Raw records:

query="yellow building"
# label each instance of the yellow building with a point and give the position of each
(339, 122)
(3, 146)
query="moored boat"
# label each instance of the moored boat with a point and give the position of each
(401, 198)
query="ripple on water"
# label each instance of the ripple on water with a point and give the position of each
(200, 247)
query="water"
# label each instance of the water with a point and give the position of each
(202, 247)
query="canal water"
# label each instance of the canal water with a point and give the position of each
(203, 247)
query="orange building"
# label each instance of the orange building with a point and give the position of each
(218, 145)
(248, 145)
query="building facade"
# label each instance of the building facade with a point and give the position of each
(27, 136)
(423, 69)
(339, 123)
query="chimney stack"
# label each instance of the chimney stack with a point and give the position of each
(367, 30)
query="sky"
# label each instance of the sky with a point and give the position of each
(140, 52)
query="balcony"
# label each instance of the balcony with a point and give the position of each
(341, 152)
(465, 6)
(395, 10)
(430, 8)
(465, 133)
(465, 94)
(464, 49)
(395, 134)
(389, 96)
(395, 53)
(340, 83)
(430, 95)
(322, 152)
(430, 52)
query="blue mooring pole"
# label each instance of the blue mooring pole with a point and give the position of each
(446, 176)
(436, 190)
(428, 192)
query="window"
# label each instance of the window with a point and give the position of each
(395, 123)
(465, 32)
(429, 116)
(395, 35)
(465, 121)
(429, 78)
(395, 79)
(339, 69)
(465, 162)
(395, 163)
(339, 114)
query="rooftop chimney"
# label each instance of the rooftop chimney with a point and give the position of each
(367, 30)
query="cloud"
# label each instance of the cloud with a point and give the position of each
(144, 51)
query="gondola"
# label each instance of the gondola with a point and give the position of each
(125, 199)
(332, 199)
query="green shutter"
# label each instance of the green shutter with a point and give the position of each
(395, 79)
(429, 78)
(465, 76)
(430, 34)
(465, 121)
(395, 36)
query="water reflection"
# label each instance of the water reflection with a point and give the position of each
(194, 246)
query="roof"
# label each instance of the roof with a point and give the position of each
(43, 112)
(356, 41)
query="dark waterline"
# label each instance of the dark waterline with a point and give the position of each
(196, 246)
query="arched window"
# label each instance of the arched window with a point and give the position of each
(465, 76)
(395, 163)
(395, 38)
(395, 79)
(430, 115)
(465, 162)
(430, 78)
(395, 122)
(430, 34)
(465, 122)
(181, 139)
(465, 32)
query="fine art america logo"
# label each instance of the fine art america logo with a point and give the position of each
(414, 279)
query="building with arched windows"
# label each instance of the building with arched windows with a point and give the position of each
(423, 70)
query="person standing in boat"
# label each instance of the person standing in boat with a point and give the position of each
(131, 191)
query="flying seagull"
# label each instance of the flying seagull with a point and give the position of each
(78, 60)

## Aim
Repeat every entry exactly, please.

## The completed task
query="yellow building"
# label each instance of the yellow building with a point and give the position of each
(339, 122)
(3, 146)
query="moored boat"
# label each instance of the moored boat with a point and give the position of each
(401, 198)
query="ripple on water"
# label each instance of the ripple on water with a point and give the position of each
(200, 247)
query="water"
# label each instance of the water with a point and give the position of each
(202, 247)
query="canal water"
# label each instance of the canal water with a point and give the position of each
(203, 247)
query="orange building"
# label each instance of the orange building with a point and give the position of each
(218, 145)
(248, 145)
query="building facade"
# label each instance of the building facade with a point and give the position of each
(27, 136)
(423, 69)
(339, 123)
query="chimney stack"
# label each instance of the chimney stack with a point and give the position of each
(367, 30)
query="sky"
# label each instance of the sky with a point and give the position of each
(140, 52)
query="balcony"
# label each instance of the balcony with a point and give the position of each
(341, 152)
(465, 6)
(395, 10)
(430, 8)
(465, 133)
(465, 94)
(464, 49)
(395, 134)
(389, 96)
(395, 53)
(340, 83)
(430, 95)
(322, 152)
(430, 52)
query="blue mooring pole"
# label each instance of the blue mooring pole with a point and give the position of each
(446, 176)
(436, 190)
(428, 192)
query="window"
# label each instance of the window with a point and give the position of each
(395, 123)
(465, 32)
(429, 116)
(395, 35)
(465, 121)
(429, 78)
(395, 79)
(339, 69)
(465, 162)
(395, 163)
(339, 114)
query="rooftop chimney"
# label each instance of the rooftop chimney with a point and give the position of each
(367, 30)
query="cloud"
# label each instance of the cloud with a point and give the position of each
(144, 51)
query="gondola"
# label each instance of the gondola with a point and give the position of each
(125, 199)
(332, 199)
query="green shutter"
# label each instance of the green shutter with a point and give the position of each
(395, 79)
(429, 78)
(465, 76)
(430, 34)
(465, 121)
(395, 36)
query="water reflection"
# label each instance of the water reflection with a point and give the position of each
(194, 246)
query="roof"
# label each instance of the roof with a point and give the position of each
(43, 112)
(356, 41)
query="dark waterline"
# label each instance of the dark waterline with a point and give the position of each
(196, 246)
query="arched window"
# label each instance of the arched window with a point and give the position of each
(465, 76)
(395, 163)
(395, 38)
(395, 79)
(430, 115)
(465, 162)
(430, 78)
(395, 122)
(430, 34)
(465, 122)
(181, 139)
(465, 32)
query="fine art america logo"
# label each instance of the fine art america logo with a point and give the position of each
(414, 279)
query="building with arched windows"
# label each instance of the building with arched windows with a point and give the position of each
(423, 70)
query="person standing in boat"
# label each instance of the person standing in boat with a point and give the position of each
(131, 191)
query="flying seagull"
# label each instance of the flying seagull with a point and give the position of each
(78, 60)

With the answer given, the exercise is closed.